## Instructions to follow
Find each line in the entries below that contains the word "blue" and copy those lines out. Treat uppercase and lowercase as different.

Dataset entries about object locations
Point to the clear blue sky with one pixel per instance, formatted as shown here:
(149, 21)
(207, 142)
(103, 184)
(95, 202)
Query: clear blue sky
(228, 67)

## Response
Point to the clear blue sky with one pixel per instance, formatted as shown here:
Query: clear blue sky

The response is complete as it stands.